Task to carry out:
Each record that follows is to be reproduced verbatim.

Dataset entries:
· · · · · · ·

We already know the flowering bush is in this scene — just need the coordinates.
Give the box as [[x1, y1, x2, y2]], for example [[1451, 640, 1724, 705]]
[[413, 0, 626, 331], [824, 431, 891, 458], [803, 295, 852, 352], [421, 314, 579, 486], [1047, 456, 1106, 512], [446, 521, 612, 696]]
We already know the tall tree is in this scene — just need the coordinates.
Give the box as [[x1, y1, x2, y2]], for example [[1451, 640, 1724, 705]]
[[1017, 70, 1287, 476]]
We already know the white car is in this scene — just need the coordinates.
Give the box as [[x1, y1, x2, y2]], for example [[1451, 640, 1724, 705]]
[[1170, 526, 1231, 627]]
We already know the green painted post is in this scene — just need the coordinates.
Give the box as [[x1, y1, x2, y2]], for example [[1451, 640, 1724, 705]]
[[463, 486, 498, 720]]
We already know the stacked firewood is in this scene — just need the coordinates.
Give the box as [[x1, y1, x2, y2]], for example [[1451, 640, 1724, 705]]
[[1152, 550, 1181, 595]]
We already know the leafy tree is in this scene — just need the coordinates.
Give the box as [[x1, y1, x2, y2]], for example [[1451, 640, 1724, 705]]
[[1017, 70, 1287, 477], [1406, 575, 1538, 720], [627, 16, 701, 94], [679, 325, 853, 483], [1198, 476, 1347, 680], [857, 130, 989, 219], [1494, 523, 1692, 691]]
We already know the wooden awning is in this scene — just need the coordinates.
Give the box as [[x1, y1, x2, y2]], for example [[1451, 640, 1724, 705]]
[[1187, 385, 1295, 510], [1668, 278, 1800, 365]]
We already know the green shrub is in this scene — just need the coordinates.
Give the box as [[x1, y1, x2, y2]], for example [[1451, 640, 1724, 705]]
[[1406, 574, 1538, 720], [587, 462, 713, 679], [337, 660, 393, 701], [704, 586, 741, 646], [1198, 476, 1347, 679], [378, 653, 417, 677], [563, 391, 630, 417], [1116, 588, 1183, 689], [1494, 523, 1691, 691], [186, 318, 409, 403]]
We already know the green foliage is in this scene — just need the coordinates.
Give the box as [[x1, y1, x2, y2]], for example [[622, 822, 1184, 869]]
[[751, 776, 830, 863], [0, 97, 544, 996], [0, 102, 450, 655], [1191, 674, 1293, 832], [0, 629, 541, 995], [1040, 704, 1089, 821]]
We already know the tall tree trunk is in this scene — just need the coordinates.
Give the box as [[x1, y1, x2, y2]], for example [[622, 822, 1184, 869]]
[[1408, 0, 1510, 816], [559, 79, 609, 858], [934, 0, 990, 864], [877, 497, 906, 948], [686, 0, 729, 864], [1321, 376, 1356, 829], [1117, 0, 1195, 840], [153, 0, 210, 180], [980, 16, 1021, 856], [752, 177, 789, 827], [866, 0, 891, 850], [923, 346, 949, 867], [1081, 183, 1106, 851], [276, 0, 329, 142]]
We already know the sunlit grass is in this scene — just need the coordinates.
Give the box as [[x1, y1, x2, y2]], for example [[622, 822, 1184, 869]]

· · · · · · ·

Reply to the task:
We already know the flowering bush is in this scene — just need the coordinates.
Give the box as [[x1, y1, x2, y2]], for example [[1451, 640, 1724, 705]]
[[413, 0, 626, 331], [824, 431, 891, 458], [803, 295, 852, 352], [421, 314, 579, 486], [1047, 456, 1106, 512], [446, 521, 612, 696]]
We already know the tall tree is in this scene — just need the coordinates.
Give the box as [[x1, y1, x2, y2]], for example [[1451, 640, 1724, 705]]
[[1017, 70, 1287, 476]]
We already know the white car is in this scene — just need the coordinates.
Give the box as [[x1, y1, x2, y2]], for example [[1451, 640, 1724, 705]]
[[1170, 526, 1231, 627]]
We already know the green painted post is in this scene — just need the coordinates.
Give the box as [[x1, y1, x2, y2]], for example [[1451, 640, 1724, 705]]
[[463, 486, 498, 720]]
We already know the stacked firewood is in this scene — just need the coordinates.
Give the box as [[x1, y1, x2, y2]], for example [[1451, 640, 1724, 705]]
[[1152, 550, 1181, 595]]
We already know the leafy tree is in this scene — just need the coordinates.
Give the box as [[x1, y1, x2, y2]], for example [[1451, 640, 1724, 705]]
[[1017, 70, 1287, 477], [1406, 575, 1538, 720], [627, 16, 701, 94], [679, 325, 853, 483], [1198, 476, 1347, 680], [857, 130, 989, 219], [1494, 523, 1692, 691]]
We already know the wooden awning is in this scene — just need the coordinates.
Give the box as [[x1, y1, x2, y2]], for example [[1451, 640, 1724, 705]]
[[1187, 385, 1295, 510], [1668, 278, 1800, 365]]
We already know the green shrub is in this scene — just need the coordinates.
Give the box as [[x1, y1, x2, y2]], for example [[1451, 640, 1724, 705]]
[[1406, 574, 1538, 720], [587, 462, 713, 679], [337, 660, 393, 701], [704, 586, 741, 646], [1198, 476, 1347, 679], [378, 653, 417, 677], [563, 391, 630, 417], [1116, 588, 1183, 689], [1494, 523, 1691, 691], [186, 318, 409, 403]]
We already know the green foliage is in this scene — just need the coordinates.
Give the box as [[x1, y1, x2, y2]], for example [[622, 822, 1184, 869]]
[[751, 776, 830, 863], [0, 97, 544, 996], [0, 102, 450, 655], [1191, 674, 1293, 832], [0, 629, 541, 995], [1040, 704, 1089, 821]]
We already know the tall tree trunk is in this scene — just need the coordinates.
Give the box as [[x1, y1, x2, y2]], for example [[622, 822, 1184, 869]]
[[1408, 0, 1510, 816], [559, 79, 609, 858], [934, 0, 990, 864], [877, 497, 906, 948], [686, 0, 729, 864], [1321, 376, 1356, 829], [1117, 0, 1195, 840], [153, 0, 210, 180], [980, 16, 1021, 856], [752, 177, 789, 827], [866, 0, 891, 850], [923, 346, 949, 867], [1081, 183, 1106, 851], [276, 0, 329, 142]]
We already know the sunlit grass is in this scene — just need the coordinates.
Give the box as [[x1, y1, x2, y2]], for example [[622, 822, 1184, 869]]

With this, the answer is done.